Your objective:
Give again the lines of the data from its first line through the line with "[locate] rocky ground". Change nothing.

[Natural language region descriptions]
::::::

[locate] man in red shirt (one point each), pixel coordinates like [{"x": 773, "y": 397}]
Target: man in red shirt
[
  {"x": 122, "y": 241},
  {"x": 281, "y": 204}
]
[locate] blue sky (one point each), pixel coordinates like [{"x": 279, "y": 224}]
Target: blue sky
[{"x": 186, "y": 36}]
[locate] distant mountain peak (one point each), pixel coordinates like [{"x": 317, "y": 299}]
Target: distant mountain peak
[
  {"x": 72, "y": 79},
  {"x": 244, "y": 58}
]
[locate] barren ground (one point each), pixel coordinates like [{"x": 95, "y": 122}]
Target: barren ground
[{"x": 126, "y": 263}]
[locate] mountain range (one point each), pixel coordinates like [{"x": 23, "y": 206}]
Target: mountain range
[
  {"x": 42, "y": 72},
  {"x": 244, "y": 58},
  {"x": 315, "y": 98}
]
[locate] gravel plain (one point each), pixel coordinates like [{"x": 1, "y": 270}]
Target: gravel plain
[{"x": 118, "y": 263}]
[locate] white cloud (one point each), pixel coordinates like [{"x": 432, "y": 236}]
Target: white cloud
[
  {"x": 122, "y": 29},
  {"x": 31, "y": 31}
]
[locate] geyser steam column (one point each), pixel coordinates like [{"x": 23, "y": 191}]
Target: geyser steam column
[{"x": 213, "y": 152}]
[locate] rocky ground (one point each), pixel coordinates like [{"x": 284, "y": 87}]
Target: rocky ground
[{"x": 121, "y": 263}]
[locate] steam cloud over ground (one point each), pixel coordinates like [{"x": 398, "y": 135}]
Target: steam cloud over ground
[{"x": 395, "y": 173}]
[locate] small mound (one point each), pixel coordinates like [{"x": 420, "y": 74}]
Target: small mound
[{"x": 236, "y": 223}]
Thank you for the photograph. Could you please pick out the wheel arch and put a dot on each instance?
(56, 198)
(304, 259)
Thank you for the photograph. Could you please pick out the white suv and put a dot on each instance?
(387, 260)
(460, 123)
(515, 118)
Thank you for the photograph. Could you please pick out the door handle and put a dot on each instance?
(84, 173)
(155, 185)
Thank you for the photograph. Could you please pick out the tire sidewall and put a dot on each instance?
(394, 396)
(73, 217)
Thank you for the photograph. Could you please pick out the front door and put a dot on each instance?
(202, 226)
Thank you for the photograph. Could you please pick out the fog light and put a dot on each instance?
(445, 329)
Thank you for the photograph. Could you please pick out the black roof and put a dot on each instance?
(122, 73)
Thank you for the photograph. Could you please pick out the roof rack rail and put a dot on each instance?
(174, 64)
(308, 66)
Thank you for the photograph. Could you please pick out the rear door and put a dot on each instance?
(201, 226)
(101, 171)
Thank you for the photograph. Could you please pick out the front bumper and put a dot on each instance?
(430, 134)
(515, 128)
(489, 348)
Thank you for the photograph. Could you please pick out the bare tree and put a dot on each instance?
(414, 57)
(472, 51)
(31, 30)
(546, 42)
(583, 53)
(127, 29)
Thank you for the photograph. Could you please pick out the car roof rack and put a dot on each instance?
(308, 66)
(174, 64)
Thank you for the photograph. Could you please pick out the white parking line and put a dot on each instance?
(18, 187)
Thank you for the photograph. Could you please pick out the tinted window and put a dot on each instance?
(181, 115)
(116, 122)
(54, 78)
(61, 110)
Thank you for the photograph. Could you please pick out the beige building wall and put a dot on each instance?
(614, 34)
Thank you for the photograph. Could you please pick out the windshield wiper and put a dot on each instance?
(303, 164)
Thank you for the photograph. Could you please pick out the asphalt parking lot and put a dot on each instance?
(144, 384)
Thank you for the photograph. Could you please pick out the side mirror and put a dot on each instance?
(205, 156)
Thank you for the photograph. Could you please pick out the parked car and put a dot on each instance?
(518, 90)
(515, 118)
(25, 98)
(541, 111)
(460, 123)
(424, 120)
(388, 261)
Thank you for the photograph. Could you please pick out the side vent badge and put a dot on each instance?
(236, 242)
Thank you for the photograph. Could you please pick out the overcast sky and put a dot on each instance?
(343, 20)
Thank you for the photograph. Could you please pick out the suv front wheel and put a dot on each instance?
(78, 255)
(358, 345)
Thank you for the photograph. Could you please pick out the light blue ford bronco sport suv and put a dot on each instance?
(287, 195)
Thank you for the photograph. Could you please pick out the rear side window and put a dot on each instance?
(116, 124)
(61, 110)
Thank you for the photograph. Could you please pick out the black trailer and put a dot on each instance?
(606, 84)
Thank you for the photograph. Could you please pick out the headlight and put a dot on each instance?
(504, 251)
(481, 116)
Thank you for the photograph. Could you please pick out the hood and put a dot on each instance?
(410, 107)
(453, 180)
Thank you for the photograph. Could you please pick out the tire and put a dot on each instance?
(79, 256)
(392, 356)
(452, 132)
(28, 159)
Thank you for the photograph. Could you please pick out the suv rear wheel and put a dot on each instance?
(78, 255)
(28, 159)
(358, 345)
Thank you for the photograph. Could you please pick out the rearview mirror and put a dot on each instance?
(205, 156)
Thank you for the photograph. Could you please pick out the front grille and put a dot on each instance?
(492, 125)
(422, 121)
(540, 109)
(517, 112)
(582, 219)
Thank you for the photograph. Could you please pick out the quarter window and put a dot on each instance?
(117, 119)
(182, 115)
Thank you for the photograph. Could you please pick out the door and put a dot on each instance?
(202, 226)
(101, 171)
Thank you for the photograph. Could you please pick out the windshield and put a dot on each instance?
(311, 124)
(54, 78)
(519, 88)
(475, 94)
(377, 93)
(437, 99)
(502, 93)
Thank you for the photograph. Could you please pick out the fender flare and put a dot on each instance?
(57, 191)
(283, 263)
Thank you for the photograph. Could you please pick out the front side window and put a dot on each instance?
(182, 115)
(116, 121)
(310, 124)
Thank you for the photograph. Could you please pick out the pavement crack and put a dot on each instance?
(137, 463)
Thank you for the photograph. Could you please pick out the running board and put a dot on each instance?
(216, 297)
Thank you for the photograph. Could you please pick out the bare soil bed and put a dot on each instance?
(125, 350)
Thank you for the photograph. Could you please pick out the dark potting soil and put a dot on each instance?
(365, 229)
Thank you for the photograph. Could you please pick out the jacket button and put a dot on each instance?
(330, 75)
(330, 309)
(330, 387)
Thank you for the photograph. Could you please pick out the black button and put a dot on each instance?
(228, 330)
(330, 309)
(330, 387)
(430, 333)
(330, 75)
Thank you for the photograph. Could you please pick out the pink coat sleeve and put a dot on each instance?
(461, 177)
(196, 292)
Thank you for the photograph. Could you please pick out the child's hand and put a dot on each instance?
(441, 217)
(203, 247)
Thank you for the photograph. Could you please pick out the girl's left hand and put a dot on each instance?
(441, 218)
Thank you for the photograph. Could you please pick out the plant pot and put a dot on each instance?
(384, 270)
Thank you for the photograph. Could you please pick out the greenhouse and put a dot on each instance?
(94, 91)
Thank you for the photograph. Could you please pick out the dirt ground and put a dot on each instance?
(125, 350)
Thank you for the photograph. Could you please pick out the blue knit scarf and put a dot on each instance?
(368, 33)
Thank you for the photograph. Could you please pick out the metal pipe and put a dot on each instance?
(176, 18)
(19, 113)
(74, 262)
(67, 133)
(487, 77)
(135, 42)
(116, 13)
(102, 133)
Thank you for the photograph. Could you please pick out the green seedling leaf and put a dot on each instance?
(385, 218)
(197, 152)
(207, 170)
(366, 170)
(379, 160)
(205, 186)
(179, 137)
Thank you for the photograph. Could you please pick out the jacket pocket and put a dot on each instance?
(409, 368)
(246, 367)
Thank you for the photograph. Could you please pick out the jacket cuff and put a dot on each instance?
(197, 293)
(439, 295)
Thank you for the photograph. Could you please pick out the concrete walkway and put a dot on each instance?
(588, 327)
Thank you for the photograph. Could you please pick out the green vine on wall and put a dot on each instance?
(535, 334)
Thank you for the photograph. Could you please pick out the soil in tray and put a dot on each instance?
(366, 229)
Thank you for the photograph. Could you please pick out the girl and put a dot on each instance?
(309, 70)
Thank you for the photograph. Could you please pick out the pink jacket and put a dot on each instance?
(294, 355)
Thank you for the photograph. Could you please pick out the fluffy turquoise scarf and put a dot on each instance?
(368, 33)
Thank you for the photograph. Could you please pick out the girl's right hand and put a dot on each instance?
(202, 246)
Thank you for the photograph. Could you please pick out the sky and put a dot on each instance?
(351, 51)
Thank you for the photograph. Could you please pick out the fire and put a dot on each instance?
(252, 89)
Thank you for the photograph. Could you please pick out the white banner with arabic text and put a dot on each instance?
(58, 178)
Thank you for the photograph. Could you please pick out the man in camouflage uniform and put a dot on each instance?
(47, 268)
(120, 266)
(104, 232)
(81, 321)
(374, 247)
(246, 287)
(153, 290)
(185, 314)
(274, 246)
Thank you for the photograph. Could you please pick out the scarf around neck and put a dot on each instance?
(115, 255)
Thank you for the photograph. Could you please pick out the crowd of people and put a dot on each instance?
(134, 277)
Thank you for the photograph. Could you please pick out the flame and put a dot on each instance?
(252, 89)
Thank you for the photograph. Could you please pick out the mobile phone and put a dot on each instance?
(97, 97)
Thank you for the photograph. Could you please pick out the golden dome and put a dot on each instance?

::::::

Result:
[locate] man in red shirt (one point each), pixel coordinates like [{"x": 773, "y": 397}]
Target: man in red shirt
[
  {"x": 122, "y": 241},
  {"x": 281, "y": 204}
]
[locate] blue sky (one point each), pixel coordinates like [{"x": 279, "y": 224}]
Target: blue sky
[{"x": 186, "y": 36}]
[locate] distant mountain peak (one point each), pixel coordinates like [{"x": 317, "y": 299}]
Target: distant mountain peak
[
  {"x": 72, "y": 79},
  {"x": 244, "y": 58}
]
[locate] barren ground (one point each), pixel coordinates like [{"x": 95, "y": 122}]
Target: barren ground
[{"x": 126, "y": 263}]
[locate] mountain range (one point each), pixel coordinates like [{"x": 23, "y": 206}]
Target: mountain range
[
  {"x": 42, "y": 72},
  {"x": 244, "y": 58},
  {"x": 315, "y": 98}
]
[locate] gravel plain (one point each), pixel coordinates like [{"x": 1, "y": 270}]
Target: gravel plain
[{"x": 118, "y": 263}]
[locate] white cloud (one point each), pixel coordinates like [{"x": 432, "y": 236}]
Target: white cloud
[
  {"x": 122, "y": 29},
  {"x": 31, "y": 31}
]
[locate] geyser steam column (one point each), pixel coordinates like [{"x": 23, "y": 191}]
Target: geyser steam column
[{"x": 213, "y": 152}]
[locate] rocky ground (one point each), pixel coordinates like [{"x": 284, "y": 87}]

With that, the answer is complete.